_Selected passage_
# USGP Discussion Thread ***SPOILERS***



## PhilH (Jun 7, 2002)

Jetfire said:


> In either case, JPM was certainly smart/gracious enough not to grouse over it after the race. I haven't seen any interview clips where he complained about the officiating, other than to say that the ruling made him lose more position in the race.


I heard he left the track without speaking to any reporters (which I can understand - he must have been both pissed off and really disappointed).


----------



## Jetfire (Jun 20, 2002)

PhilH said:


> I heard he left the track without speaking to any reporters (which I can understand - he must have been both pissed off and really disappointed).


 I feel bad for him. Finishing sixth was undoubtedly terribly disappointing, but he must have felt that there were things he could've done that would have placed him much higher.

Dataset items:
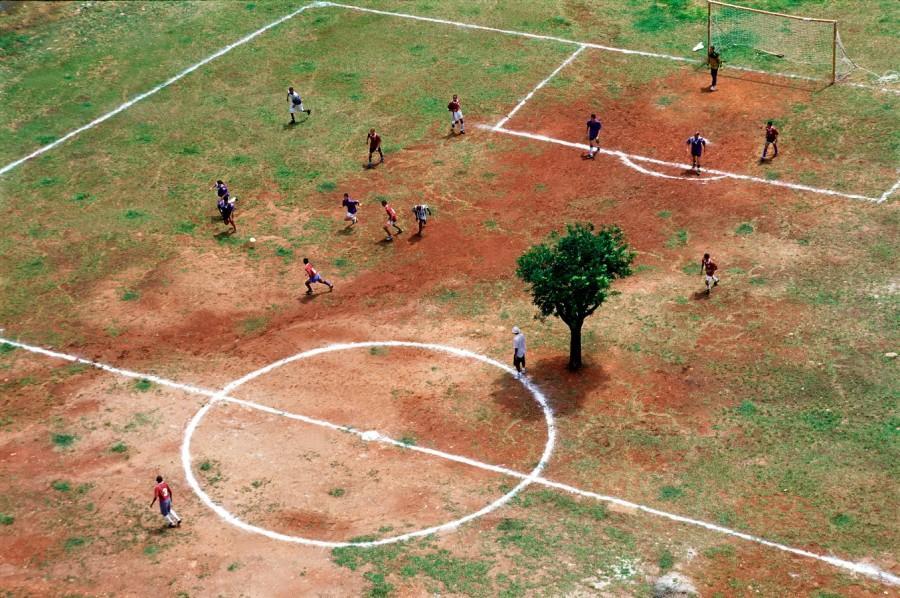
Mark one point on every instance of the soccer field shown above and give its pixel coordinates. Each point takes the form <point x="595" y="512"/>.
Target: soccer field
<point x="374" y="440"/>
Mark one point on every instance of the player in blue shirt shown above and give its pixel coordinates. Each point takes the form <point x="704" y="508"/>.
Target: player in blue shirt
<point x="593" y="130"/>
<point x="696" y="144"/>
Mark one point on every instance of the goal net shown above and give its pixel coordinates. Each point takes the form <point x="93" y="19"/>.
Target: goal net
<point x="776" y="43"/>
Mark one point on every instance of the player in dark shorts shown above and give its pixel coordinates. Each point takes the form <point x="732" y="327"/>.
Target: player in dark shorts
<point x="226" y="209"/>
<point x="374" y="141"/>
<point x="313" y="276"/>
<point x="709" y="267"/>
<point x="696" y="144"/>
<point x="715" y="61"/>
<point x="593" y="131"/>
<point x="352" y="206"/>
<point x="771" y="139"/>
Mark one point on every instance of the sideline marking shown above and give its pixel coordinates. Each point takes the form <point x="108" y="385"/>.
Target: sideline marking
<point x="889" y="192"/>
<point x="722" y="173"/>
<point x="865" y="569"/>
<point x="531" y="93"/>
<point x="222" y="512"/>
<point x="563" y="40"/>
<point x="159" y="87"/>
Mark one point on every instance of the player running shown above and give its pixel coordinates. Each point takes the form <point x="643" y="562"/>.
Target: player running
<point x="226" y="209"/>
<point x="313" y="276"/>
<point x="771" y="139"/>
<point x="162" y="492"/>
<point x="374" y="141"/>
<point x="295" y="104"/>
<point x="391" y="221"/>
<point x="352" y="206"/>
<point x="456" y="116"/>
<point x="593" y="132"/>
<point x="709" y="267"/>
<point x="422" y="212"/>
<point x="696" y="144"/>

...

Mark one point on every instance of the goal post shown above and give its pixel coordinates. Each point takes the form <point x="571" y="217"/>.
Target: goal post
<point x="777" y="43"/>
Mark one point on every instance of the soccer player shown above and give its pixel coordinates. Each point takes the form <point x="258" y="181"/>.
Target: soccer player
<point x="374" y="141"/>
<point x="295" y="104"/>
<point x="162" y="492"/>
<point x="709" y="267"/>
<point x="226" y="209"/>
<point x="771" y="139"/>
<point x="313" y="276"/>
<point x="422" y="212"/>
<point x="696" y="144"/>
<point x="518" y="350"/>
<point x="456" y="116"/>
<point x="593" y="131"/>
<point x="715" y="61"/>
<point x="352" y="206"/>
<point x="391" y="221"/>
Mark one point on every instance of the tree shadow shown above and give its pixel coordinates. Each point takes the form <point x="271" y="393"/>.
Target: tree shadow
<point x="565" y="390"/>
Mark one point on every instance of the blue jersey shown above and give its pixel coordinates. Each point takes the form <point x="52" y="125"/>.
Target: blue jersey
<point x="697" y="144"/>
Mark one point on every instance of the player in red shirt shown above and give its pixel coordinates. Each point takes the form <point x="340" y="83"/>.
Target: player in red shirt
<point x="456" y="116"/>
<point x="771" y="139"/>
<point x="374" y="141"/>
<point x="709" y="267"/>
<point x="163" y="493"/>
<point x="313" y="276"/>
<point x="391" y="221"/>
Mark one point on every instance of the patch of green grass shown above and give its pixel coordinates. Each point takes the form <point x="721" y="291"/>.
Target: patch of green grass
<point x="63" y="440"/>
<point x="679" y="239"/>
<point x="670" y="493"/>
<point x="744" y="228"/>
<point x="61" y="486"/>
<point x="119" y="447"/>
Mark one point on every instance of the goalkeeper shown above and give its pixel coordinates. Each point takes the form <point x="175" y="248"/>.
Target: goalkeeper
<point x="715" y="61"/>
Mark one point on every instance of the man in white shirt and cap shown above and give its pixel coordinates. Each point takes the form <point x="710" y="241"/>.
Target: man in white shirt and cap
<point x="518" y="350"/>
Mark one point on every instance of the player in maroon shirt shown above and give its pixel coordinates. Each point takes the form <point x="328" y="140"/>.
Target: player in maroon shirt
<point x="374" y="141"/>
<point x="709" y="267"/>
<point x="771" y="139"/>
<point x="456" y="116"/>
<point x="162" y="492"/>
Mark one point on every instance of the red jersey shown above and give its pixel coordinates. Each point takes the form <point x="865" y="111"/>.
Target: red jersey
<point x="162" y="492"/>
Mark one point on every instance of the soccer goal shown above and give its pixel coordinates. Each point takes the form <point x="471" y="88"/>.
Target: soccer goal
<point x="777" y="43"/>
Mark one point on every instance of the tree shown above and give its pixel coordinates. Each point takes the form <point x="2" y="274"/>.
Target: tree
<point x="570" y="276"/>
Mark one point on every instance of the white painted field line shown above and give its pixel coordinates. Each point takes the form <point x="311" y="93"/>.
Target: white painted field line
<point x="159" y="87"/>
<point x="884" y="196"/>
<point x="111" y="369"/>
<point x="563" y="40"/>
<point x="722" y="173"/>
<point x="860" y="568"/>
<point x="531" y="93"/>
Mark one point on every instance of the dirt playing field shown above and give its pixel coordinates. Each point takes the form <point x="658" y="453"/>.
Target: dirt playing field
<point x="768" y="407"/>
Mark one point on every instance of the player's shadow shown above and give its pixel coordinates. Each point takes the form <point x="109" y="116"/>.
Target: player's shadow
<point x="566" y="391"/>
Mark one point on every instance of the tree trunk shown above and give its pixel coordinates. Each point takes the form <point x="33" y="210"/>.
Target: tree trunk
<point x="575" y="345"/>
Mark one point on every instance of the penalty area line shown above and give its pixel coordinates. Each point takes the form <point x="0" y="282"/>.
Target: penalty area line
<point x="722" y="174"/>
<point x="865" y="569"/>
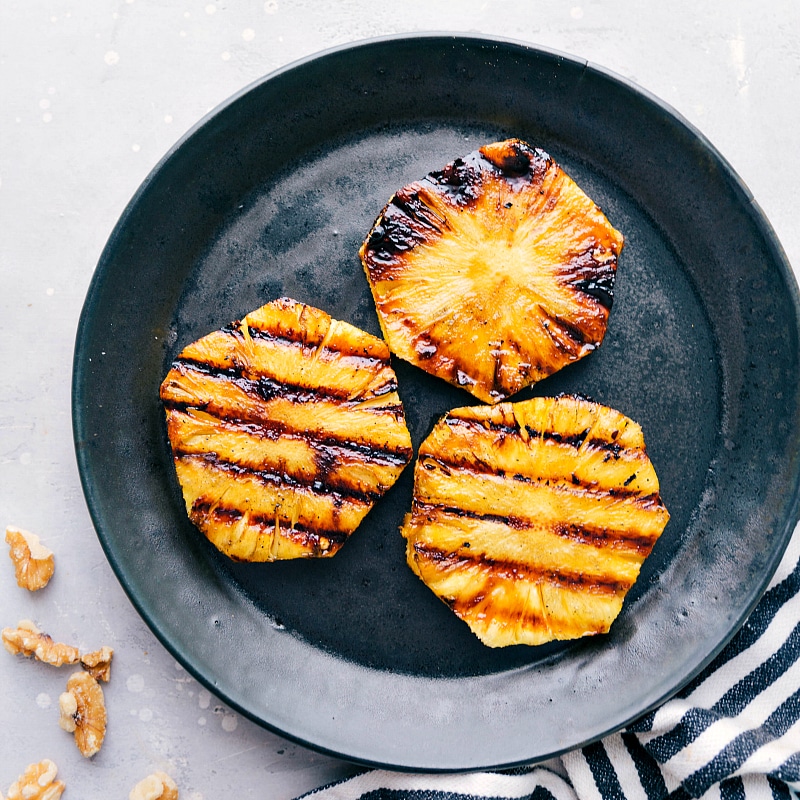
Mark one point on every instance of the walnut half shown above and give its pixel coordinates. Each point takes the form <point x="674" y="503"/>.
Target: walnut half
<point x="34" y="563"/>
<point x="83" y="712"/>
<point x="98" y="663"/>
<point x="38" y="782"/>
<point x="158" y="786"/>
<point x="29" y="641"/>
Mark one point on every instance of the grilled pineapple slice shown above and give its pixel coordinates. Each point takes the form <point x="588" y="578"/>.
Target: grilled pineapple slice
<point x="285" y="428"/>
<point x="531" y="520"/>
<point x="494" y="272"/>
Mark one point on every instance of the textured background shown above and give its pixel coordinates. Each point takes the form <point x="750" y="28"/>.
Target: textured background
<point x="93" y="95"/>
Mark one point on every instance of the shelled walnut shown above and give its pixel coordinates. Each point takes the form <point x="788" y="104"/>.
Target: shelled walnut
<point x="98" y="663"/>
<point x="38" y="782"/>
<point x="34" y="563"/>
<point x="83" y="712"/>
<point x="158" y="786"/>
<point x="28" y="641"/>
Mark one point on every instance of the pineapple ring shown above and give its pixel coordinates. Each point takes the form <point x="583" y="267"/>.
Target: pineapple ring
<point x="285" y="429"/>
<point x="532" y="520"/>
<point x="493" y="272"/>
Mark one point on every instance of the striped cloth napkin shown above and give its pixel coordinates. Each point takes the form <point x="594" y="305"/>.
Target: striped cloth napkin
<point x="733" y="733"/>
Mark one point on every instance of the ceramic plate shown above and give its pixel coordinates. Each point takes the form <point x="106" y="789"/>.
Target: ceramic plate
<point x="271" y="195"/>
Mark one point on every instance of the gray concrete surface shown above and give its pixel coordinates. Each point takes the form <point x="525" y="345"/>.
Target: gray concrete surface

...

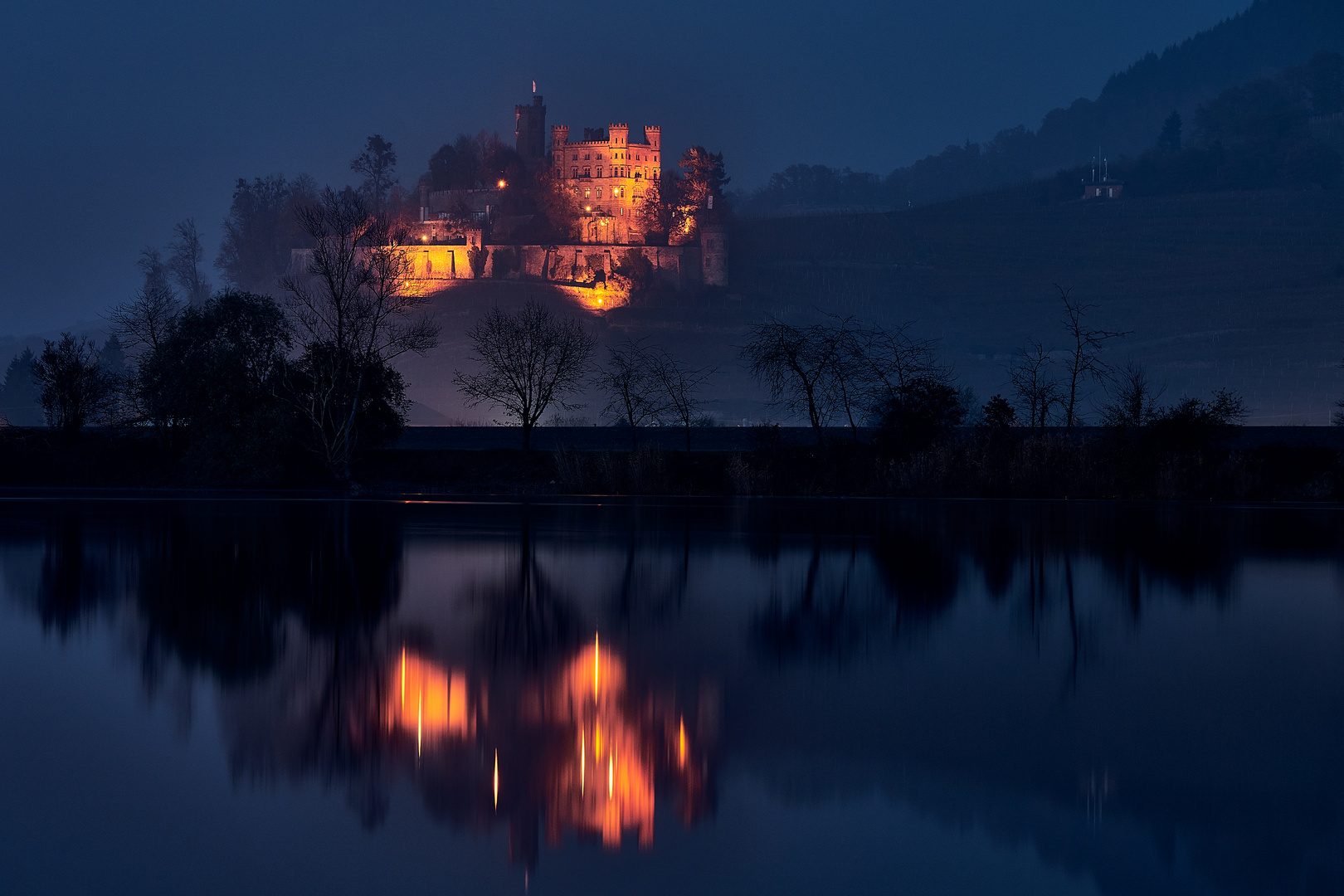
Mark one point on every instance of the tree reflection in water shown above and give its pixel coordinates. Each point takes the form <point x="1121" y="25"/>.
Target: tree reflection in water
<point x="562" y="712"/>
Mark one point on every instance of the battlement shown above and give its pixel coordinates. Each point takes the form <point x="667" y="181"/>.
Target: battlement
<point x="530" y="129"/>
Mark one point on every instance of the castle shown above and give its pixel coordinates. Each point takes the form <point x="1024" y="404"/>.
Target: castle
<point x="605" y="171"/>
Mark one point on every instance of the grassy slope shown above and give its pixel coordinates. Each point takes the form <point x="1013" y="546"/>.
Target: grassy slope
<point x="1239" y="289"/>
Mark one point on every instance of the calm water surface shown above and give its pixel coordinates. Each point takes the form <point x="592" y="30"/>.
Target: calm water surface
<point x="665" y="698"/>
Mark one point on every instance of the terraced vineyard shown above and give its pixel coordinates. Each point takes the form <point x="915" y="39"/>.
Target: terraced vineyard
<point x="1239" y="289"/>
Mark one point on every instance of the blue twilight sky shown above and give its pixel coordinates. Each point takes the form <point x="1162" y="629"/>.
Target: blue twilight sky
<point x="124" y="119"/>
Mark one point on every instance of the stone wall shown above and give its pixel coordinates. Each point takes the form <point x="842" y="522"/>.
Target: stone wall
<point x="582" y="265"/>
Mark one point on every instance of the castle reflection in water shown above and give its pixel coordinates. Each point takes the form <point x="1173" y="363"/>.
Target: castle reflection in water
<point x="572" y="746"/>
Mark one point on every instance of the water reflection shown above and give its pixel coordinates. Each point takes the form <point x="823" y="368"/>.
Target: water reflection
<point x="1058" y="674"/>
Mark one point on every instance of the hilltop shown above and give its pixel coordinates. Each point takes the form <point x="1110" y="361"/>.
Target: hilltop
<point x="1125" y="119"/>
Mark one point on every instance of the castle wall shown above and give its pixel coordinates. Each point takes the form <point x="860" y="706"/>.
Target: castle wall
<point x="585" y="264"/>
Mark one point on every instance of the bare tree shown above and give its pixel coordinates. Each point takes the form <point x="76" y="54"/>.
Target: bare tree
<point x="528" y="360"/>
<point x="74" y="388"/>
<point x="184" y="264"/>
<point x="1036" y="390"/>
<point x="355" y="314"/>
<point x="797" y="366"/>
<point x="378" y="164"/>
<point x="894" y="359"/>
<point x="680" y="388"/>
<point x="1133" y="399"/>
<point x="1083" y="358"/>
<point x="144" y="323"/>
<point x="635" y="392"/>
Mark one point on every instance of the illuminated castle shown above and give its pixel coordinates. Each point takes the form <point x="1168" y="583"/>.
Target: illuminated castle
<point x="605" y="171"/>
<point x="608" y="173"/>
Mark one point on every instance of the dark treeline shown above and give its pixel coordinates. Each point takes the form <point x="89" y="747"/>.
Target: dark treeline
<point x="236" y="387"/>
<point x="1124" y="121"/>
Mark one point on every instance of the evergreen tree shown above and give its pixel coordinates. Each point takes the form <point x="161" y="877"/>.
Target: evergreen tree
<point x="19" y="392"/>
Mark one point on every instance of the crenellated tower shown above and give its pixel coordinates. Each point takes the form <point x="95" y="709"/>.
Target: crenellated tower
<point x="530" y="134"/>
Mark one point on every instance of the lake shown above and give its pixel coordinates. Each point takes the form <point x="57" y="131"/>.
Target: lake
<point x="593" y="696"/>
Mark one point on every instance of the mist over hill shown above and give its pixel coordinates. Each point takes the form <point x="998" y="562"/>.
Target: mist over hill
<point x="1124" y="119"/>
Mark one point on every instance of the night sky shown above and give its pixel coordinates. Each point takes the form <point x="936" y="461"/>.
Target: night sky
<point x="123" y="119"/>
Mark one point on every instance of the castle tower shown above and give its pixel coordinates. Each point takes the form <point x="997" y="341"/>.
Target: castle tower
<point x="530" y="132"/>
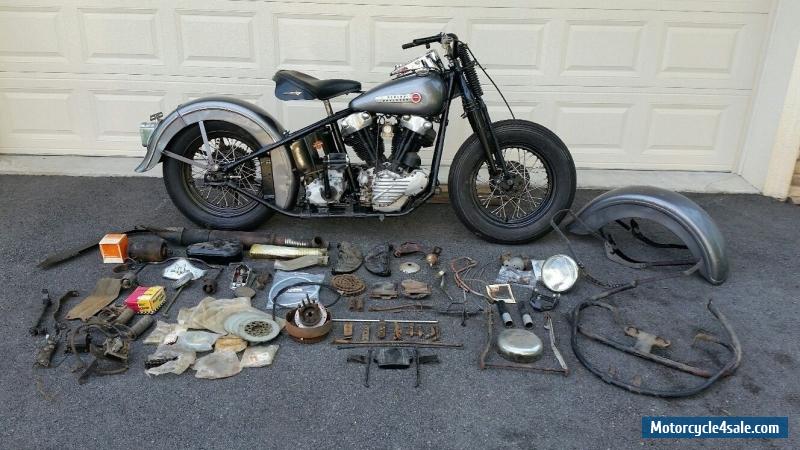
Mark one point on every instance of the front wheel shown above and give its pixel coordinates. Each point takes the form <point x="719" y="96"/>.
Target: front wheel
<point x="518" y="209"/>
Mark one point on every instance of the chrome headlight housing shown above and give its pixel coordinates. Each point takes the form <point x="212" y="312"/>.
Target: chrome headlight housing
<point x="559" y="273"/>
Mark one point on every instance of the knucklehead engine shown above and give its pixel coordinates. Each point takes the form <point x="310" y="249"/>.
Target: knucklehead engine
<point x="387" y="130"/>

_Exercise set_
#1 Copy the part of the forum thread between "## PhilH (Jun" and "in the race.", inclusive.
#2 Report each line of the entries that contains the string "soccer", matching case.
These entries are unrelated to the forum thread.

_The solutions_
#1
## PhilH (Jun 7, 2002)

Jetfire said:


> In either case, JPM was certainly smart/gracious enough not to grouse over it after the race. I haven't seen any interview clips where he complained about the officiating, other than to say that the ruling made him lose more position in the race.

#2
Mark one point on every instance of the soccer field shown above and give its pixel coordinates. Each point takes the form <point x="595" y="512"/>.
Target: soccer field
Mark one point on every instance of the soccer player shown above and give its pixel coordinates. Each point takes the form <point x="258" y="181"/>.
Target: soccer player
Mark one point on every instance of the soccer goal shown above and give its pixel coordinates. Each point takes the form <point x="471" y="88"/>.
Target: soccer goal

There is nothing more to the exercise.